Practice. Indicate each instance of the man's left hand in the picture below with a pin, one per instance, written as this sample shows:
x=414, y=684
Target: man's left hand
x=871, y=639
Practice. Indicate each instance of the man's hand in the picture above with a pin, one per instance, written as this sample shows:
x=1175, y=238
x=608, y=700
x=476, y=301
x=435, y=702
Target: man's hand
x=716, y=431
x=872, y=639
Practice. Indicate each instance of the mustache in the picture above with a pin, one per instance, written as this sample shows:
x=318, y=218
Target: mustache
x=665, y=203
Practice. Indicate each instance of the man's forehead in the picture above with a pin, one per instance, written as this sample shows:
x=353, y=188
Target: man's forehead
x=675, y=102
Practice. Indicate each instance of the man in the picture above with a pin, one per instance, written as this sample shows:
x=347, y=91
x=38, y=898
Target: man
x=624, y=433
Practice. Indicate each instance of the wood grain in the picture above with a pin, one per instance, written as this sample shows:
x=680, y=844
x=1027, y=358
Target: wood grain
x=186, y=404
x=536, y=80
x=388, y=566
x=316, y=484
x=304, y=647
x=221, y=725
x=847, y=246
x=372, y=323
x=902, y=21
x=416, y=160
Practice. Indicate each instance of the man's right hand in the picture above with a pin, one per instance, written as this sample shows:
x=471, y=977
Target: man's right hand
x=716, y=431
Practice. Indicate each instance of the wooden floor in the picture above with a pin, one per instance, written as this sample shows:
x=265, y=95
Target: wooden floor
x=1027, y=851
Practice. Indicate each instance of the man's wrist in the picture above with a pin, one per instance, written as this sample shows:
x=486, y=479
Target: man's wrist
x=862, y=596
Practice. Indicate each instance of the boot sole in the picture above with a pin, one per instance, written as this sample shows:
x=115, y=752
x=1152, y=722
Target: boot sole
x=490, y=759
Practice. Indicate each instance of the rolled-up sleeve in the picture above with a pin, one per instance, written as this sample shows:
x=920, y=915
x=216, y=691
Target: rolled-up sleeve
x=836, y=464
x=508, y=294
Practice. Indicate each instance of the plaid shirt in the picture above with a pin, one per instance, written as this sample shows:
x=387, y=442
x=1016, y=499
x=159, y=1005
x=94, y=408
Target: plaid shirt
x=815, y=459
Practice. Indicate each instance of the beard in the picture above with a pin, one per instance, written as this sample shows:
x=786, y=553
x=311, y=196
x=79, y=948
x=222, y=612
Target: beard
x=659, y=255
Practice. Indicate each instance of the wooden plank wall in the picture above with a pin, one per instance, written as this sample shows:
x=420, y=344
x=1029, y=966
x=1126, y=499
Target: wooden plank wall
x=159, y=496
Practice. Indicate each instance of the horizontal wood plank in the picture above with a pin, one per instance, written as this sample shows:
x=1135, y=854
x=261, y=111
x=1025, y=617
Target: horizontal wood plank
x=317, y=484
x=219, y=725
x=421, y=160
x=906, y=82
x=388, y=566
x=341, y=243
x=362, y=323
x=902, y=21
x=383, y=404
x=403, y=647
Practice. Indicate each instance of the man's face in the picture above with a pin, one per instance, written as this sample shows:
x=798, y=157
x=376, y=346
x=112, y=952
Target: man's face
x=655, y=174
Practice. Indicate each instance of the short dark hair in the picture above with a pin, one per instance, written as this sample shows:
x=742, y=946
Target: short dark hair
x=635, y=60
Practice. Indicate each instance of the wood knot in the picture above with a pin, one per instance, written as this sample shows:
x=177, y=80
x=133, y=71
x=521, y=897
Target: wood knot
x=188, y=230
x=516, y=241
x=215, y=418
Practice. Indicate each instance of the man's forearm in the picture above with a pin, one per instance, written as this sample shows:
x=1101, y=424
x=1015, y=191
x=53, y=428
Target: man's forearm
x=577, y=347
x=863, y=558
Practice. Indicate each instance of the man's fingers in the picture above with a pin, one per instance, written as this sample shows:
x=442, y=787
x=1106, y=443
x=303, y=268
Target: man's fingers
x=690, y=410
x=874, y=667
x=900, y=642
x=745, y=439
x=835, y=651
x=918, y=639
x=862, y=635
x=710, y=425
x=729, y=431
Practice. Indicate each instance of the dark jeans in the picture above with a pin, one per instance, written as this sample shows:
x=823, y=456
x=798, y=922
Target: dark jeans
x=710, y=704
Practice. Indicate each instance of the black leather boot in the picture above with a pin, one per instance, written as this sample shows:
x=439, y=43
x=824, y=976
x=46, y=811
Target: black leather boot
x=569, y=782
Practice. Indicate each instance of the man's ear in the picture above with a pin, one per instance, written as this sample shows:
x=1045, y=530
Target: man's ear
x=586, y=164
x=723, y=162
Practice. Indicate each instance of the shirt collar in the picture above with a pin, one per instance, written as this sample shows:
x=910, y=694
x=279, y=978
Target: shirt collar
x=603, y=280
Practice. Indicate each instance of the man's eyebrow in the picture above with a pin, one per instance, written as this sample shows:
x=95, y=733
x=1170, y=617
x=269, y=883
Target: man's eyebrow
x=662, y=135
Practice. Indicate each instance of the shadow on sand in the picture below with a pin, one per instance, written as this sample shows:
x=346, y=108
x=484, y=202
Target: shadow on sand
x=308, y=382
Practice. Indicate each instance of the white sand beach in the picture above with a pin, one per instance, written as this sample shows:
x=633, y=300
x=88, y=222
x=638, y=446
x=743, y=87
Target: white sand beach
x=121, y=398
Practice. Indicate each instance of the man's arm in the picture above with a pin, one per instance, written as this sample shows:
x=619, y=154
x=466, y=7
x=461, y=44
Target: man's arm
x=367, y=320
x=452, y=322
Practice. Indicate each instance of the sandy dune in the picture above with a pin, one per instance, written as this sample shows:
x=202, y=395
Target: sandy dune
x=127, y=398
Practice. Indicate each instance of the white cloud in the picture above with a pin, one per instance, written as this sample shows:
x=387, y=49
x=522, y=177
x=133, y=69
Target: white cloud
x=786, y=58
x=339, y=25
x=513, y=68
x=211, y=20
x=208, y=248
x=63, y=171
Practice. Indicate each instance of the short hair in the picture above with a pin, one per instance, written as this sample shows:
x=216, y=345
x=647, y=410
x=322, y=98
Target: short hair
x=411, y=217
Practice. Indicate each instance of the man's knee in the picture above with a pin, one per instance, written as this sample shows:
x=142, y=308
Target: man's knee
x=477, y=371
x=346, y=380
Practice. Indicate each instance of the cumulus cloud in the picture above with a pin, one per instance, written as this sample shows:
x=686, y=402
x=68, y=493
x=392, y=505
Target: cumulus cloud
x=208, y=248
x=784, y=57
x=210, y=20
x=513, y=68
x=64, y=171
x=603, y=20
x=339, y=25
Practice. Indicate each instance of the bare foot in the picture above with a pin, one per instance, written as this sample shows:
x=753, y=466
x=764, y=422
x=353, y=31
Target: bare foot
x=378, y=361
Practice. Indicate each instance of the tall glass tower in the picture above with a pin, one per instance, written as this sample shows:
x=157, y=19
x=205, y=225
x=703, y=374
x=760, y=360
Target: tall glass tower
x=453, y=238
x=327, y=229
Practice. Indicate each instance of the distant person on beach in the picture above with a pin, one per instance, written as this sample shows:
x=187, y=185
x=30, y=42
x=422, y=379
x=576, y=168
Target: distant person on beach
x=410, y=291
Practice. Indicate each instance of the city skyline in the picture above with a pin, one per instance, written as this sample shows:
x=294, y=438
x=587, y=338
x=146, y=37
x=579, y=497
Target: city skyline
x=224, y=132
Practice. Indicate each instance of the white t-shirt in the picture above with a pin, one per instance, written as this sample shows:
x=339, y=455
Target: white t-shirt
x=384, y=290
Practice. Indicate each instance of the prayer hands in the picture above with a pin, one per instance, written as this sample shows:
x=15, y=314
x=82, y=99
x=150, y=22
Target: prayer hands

*Task goal*: Take the lines above and print them exactly.

*Finished exercise*:
Practice. Indicate each instance of the man's left hand in the picture below with a pin, one per instance, written as this sample shows:
x=414, y=684
Target: man's left hand
x=871, y=639
Practice. Indicate each instance of the man's hand in the picture above with a pin, one per instance, written as this sample shows:
x=1175, y=238
x=608, y=700
x=476, y=301
x=435, y=702
Target: man's hand
x=716, y=431
x=872, y=639
Practice. Indicate each instance of the mustache in the picture above with a pin, one per instance, written as this sample shows:
x=318, y=218
Target: mustache
x=665, y=203
Practice. Indicate each instance of the man's forehead in the picture above with a pin, one per instance, written as this sample shows:
x=353, y=188
Target: man's forehead
x=675, y=102
Practice. Indicate each instance of the man in the picture above with a pin, one per instance, written as this sample shows:
x=347, y=91
x=38, y=898
Target: man
x=624, y=433
Practice. Indicate each instance of the wood grain in the picture above with a pin, one per instance, written as this sample shows:
x=680, y=844
x=1027, y=358
Target: wood grain
x=186, y=404
x=536, y=80
x=388, y=566
x=316, y=484
x=304, y=647
x=221, y=725
x=847, y=246
x=372, y=323
x=902, y=21
x=416, y=160
Practice. Indicate each instance of the man's right hand in the picture above with a pin, one per instance, written as this sample shows:
x=471, y=977
Target: man's right hand
x=716, y=431
Practice. Indicate each instance of the wooden floor in the picture above with a pin, one per instance, written as this sample shows:
x=265, y=95
Target: wooden floor
x=1027, y=851
Practice. Indicate each instance of the man's wrist in the picture above with a pin, one per instance, written as this sample shows:
x=486, y=479
Target: man's wrist
x=862, y=596
Practice. Indicate each instance of the boot sole in the picture above with a pin, one per instance, written as this sample shows:
x=115, y=752
x=1152, y=722
Target: boot sole
x=490, y=759
Practice. Indicate each instance of the rolled-up sleeve in the picture above with a pin, one per instance, written as this sample shows:
x=920, y=915
x=216, y=691
Target: rolled-up sleeve
x=836, y=464
x=508, y=294
Practice. Indicate each instance of the plaid shirt in the picture above with a pin, one per instance, written as this sample shows:
x=387, y=442
x=1016, y=499
x=159, y=1005
x=94, y=408
Target: plaid shirt
x=815, y=459
Practice. Indicate each instance of the beard in the picture above with a pin, one per instance, written as this sample shows:
x=786, y=553
x=311, y=196
x=79, y=948
x=222, y=612
Target: beard
x=659, y=255
Practice. Indicate each instance of the wooden plank wall in the picture above with a pin, one per instance, written as this sample shows:
x=420, y=344
x=1029, y=966
x=1126, y=499
Target: wooden plank wall
x=159, y=496
Practice. Indicate each instance of the horizontal wood plank in the picture above with a pin, one per instance, written as this sample shows:
x=1135, y=854
x=261, y=111
x=1025, y=617
Target: horizontal wood plank
x=317, y=484
x=219, y=725
x=421, y=160
x=906, y=82
x=388, y=566
x=341, y=243
x=362, y=323
x=902, y=21
x=383, y=404
x=403, y=647
Practice. Indicate each instance of the man's face in the picture above with a pin, one per instance, written as this sample shows:
x=798, y=157
x=376, y=346
x=112, y=952
Target: man's face
x=655, y=174
Practice. Indicate each instance of the short dark hair in the picture above with a pin, one per instance, written as this sample shows:
x=742, y=946
Target: short dark hair
x=635, y=60
Practice. Indicate each instance of the wood knot in the picture above with a pin, one per instance, written as this sample shows:
x=177, y=80
x=133, y=71
x=521, y=897
Target: wood knot
x=188, y=230
x=516, y=241
x=215, y=418
Practice. Indicate each instance of the man's forearm in the picture above with a pin, one per instance, written as this sample shows:
x=1101, y=424
x=1015, y=191
x=53, y=428
Target: man's forearm
x=577, y=347
x=863, y=558
Practice. Indicate each instance of the man's fingers in the picture above with a pin, one per instance, written as this sample shows:
x=442, y=787
x=1106, y=443
x=303, y=268
Target: man's fingers
x=690, y=410
x=874, y=667
x=900, y=642
x=745, y=439
x=835, y=651
x=918, y=639
x=862, y=635
x=710, y=425
x=729, y=431
Practice. Indicate each instance of the dark jeans in the picture above with a pin, one per instance, written as this sample shows:
x=823, y=456
x=798, y=922
Target: dark jeans
x=710, y=704
Practice. Indicate each instance of the black leather boot in the picture above with a pin, one per instance, written as this sample shows:
x=439, y=43
x=824, y=976
x=46, y=811
Target: black leather boot
x=569, y=782
Practice. Indicate each instance of the man's ear in the picture above with a pin, one per instance, written as this sample shows:
x=1045, y=530
Target: man's ear
x=586, y=164
x=723, y=162
Practice. Indicate each instance of the shirt collar in the picture above with a pin, one per instance, written as this sample shows:
x=910, y=694
x=279, y=978
Target: shirt collar
x=603, y=280
Practice. Indicate each instance of the man's eyebrow in the picture above with a pin, one per instance, written as this sample shows:
x=95, y=733
x=1170, y=617
x=269, y=883
Target: man's eyebrow
x=662, y=135
Practice. Indicate each instance of the shadow on sand in the picture below with a pin, one per instance, written as this sample shows:
x=346, y=108
x=484, y=202
Target: shadow on sand
x=308, y=382
Practice. Indicate each instance of the white sand beach in the picture above with a pin, one per instance, written as this sample shows:
x=633, y=300
x=88, y=222
x=638, y=446
x=743, y=87
Target: white sand beach
x=121, y=398
Practice. Indicate each instance of the man's arm in the picture above with a pin, one per instance, written as this sample shows:
x=619, y=154
x=466, y=7
x=461, y=44
Target: man's arm
x=367, y=320
x=452, y=322
Practice. Indicate each instance of the sandy dune in the picture above with a pin, one per instance, written as this sample shows:
x=202, y=395
Target: sandy dune
x=127, y=398
Practice. Indicate each instance of the white cloud in the picture above with a pin, one per instance, written as this sample shows:
x=387, y=49
x=522, y=177
x=133, y=69
Target: white cloud
x=786, y=58
x=339, y=25
x=513, y=68
x=211, y=20
x=208, y=248
x=63, y=171
Practice. Indicate each instance of the short hair in the picture above with a pin, one per instance, written as this sample shows:
x=216, y=345
x=647, y=410
x=322, y=98
Target: short hair
x=411, y=217
Practice. Indicate each instance of the man's knee in the picture above with a pin, one per instance, written as this sample shows:
x=142, y=308
Target: man's knee
x=477, y=371
x=346, y=380
Practice. Indicate each instance of the cumulus cloud in the picture above with a pin, one per instance, written as this sample shows:
x=686, y=402
x=68, y=493
x=392, y=505
Target: cumulus cloud
x=208, y=248
x=784, y=57
x=210, y=20
x=513, y=68
x=64, y=171
x=603, y=20
x=339, y=25
Practice. Indicate each instance of the bare foot in the picture above with a pin, one per instance, written as this sample shows:
x=753, y=466
x=764, y=422
x=353, y=31
Target: bare foot
x=378, y=361
Practice. Indicate each instance of the tall glass tower in the picture above with a pin, one per instance, written as this sample shows:
x=157, y=19
x=205, y=225
x=703, y=374
x=760, y=360
Target: tall glass tower
x=453, y=238
x=327, y=229
Practice. Indicate each instance of the distant person on beach in the picture above with a pin, one per instance, written as this sample shows:
x=187, y=185
x=30, y=42
x=422, y=379
x=576, y=168
Target: distant person on beach
x=410, y=291
Practice. Indicate each instance of the city skyline in the picture above with a pin, one per instance, written as this sample shows:
x=294, y=438
x=587, y=338
x=146, y=37
x=579, y=497
Target: city skyline
x=224, y=132
Practice. Indicate each instance of the white t-shirt in the picture above with a pin, one per instance, written as this sample shows:
x=339, y=455
Target: white t-shirt
x=384, y=290
Practice. Indicate each instance of the prayer hands in the picture above with a pin, one per instance, written as this sample shows:
x=15, y=314
x=82, y=99
x=150, y=22
Target: prayer hands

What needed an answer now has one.